Exercise ->
List every line of the entries below that contains the word "dark". Uppercase and lowercase letters count as different.
** begin **
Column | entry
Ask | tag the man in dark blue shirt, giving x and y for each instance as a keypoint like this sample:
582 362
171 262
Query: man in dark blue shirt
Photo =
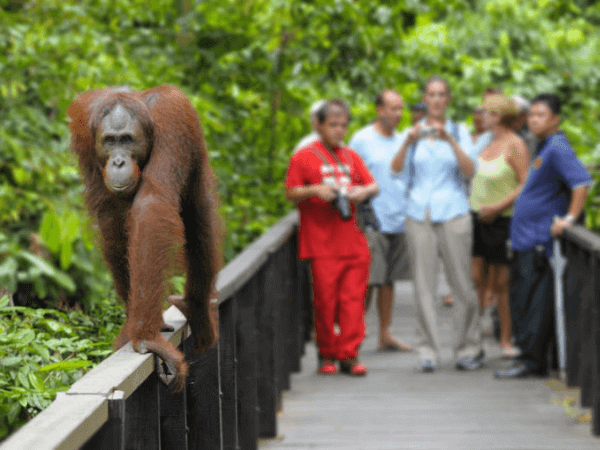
** end **
In response ->
Ask | tag the man in dark blue shirt, giving x and y for each instance as a keypoint like this sample:
Query: man in dark blue shirt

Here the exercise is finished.